## EXERCISE GOAL
From the article about Mike's autism therapy, extract the passage from "Autism disorder is" to "autism spectrum disorder.", copied word for word.

## EXCERPTED PASSAGE

^^^^^^^^^^^^^^^^

At the age of 3 years, Mike was diagnosed with Autism Spectrum Disorder (ASD) for which his parents had consulted many specialists, but no treatment helped Mike.

He was very hyperactive, would run out of school and bite himself. He could not make eye contact, was very poor in social interaction. Mike’s parents came to know about cell based therapy while searching on the internet, and read about Dr Pradeep Mahajan who has successfully treated many patients suffering from genetic disorders.

Dr Pradeep Mahajan, Regenerative Medicine Researcher says, “After seeing the Mike’s condition, 2 sessions of cell based therapy were suggested along with occupation and physical therapy. Following the session patient has shown positive improvements in eye contact, social behaviour, and speaking, and follows basic commands.”

Dr Mahajan said, “Cell based therapy in autism aims to address neurologic, gastrointestinal and immunologic disturbances. Mesenchymal stem cells (MSCs) show promise in the management of autistic children, likely owing to their immunomodulatory capacities.”

He added, “Treatment of immune dysregulation ameliorates intestinal and systemic symptoms and neurologic function. MSCs also secrete anti-inflammatory cytokines and survival-promoting growth factors. These cells can also integrate into neural networks thereby restoring plasticity. Studies have shown that administration of MSCs improve some behavioural symptoms and function in autistic children.”

Autism is a neurodevelopment disorder accompanied by weak immune system and neuro-inflammation that occurs in early childhood.

Autism disorder is an irreversible condition; however, it can be managed by educational and medical interventions. Cell based therapy has been shown to improve blood perfusion in the brain; thus, may be effective in improving motor skills, social skills, and cognition in patients with autism spectrum disorder.

Mike’s mother says, “We are very thankful to Dr Pradeep Mahajan and his team as my child is now able to speak two letter words. He has started drawing, colouring, and his hyperactivity has reduced. Mike is now making eye contact also and is able to follow instructions.”

^^^^^^^^^^^^^^^^

## INPUT DATA
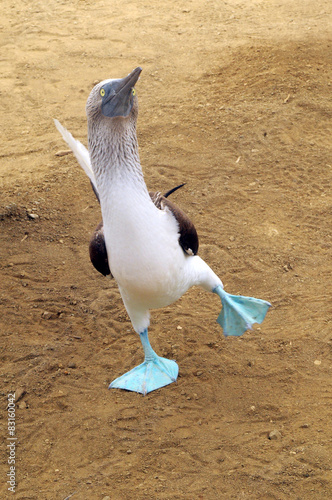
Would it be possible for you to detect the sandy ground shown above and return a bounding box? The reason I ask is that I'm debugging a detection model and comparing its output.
[0,0,332,500]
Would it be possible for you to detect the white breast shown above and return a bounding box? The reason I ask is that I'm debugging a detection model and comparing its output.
[102,185,190,309]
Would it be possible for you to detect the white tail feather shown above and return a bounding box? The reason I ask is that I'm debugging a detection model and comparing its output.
[54,119,98,193]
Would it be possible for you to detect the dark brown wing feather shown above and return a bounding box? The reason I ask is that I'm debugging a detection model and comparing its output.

^^^^^^^^^^^^^^^^

## EXERCISE SOLUTION
Autism disorder is an irreversible condition; however, it can be managed by educational and medical interventions. Cell based therapy has been shown to improve blood perfusion in the brain; thus, may be effective in improving motor skills, social skills, and cognition in patients with autism spectrum disorder.